_YOUR ASSIGNMENT_
Once the pictures are set aside, print the records that follow exactly as written.

Top of ENTRIES SUPPLIED

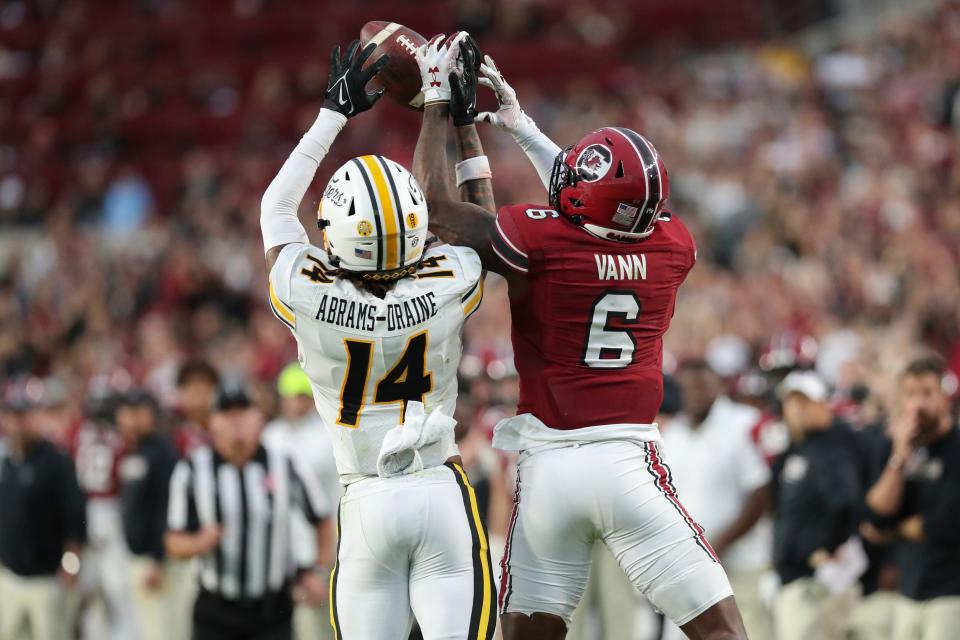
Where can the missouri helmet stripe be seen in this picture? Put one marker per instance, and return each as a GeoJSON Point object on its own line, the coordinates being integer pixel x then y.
{"type": "Point", "coordinates": [388, 211]}
{"type": "Point", "coordinates": [376, 213]}
{"type": "Point", "coordinates": [652, 180]}
{"type": "Point", "coordinates": [401, 238]}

Bottom of ENTRIES SUPPLIED

_RESULT FOR THIS TASK_
Where can the missouri helmet stripe be seen in this picture? Put one marker per instance, and return each as a GeoJSON Point object on its own line, the coordinates being integer pixel x then y.
{"type": "Point", "coordinates": [388, 211]}
{"type": "Point", "coordinates": [376, 213]}
{"type": "Point", "coordinates": [652, 180]}
{"type": "Point", "coordinates": [401, 238]}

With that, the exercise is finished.